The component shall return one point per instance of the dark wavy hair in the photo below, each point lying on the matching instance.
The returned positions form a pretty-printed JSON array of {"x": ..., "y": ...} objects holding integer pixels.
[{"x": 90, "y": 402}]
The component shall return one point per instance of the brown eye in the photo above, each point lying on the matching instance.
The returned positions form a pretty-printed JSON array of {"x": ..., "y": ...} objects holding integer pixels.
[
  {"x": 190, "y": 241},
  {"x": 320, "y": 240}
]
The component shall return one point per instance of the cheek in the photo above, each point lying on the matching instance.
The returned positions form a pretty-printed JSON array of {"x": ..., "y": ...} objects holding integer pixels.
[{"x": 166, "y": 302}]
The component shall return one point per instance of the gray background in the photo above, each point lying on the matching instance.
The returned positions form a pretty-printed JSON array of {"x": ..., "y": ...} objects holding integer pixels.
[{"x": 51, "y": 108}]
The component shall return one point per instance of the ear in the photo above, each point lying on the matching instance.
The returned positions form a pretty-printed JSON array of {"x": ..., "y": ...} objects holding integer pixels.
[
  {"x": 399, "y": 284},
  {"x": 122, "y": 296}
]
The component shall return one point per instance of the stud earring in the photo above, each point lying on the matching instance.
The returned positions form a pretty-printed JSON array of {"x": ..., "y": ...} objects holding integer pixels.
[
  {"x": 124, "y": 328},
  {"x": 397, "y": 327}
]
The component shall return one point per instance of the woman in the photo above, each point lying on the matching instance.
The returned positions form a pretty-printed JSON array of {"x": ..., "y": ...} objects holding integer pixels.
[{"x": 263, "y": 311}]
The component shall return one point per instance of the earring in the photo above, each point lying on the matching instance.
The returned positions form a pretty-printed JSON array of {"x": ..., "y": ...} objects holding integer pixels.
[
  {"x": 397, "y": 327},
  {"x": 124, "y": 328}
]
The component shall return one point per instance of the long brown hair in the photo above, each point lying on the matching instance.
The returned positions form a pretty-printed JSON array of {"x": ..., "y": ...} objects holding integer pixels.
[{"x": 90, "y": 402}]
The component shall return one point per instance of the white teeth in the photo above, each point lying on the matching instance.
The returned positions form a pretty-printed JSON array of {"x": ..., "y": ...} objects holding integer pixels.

• **THE EXERCISE**:
Print the records once more, exactly as they were given.

• **EXERCISE RESPONSE**:
The component shall return one point per instance of the dark wavy hair in the photo below, each point lying on the matching instance.
The returned positions form a pretty-printed JSON array of {"x": ..., "y": ...} objects holding integer pixels.
[{"x": 90, "y": 402}]
The component shall return one point per instance of the brown eye in the photo above, each point lying on the matching instance.
The returned positions form a pretty-printed JSON array of {"x": ..., "y": ...} objects holding integer pixels.
[
  {"x": 190, "y": 241},
  {"x": 320, "y": 240}
]
The component shall return one point per instance of the cheek in the photo above, each point lying on the matching instance.
The returned positions form a pretty-printed JSON array of {"x": ..., "y": ...} objects holding integer pixels.
[{"x": 166, "y": 302}]
The component shall return one point per instance of the gray background in the photo above, each point lying on the matching instance.
The returned positions form a pretty-printed JSON array of {"x": ..., "y": ...} objects holding integer pixels.
[{"x": 51, "y": 108}]
The component shall return one point per instance of the ear in the photo above, each point lying on the matching instance.
The returned positions form a pretty-printed JSON array of {"x": ..., "y": ...} objects holding integer pixels.
[
  {"x": 399, "y": 284},
  {"x": 122, "y": 296}
]
The component shall return one point per instance of the stud earring in the photo above, each point lying on the matching instance.
The returned positions form a pretty-printed JSON array of {"x": ..., "y": ...} objects holding integer pixels.
[
  {"x": 124, "y": 328},
  {"x": 397, "y": 327}
]
The component shall return one point per instance of the woman in the photo above, each point lying on the matching instance.
The returned positions form a pretty-printed JSON array of {"x": ..., "y": ...} objects holding integer pixels.
[{"x": 263, "y": 311}]
The component shall return one point per instance of the earring in the photo above, each point lying on the matching instance.
The returned positions form a pretty-printed JSON array of {"x": ..., "y": ...} objects holding integer pixels.
[
  {"x": 397, "y": 327},
  {"x": 124, "y": 328}
]
The component shall return one point per instance of the long brown hair in the photo above, each point lying on the matching instance.
The returned positions form a pretty-printed JSON array of {"x": ..., "y": ...} objects holding integer pixels.
[{"x": 90, "y": 402}]
The component shall return one point per instance of the white teeth in the photo above, each point lying on the matching instance.
The returned positions form a pretty-printed JSON array of {"x": ..., "y": ...} objects holding integer pixels.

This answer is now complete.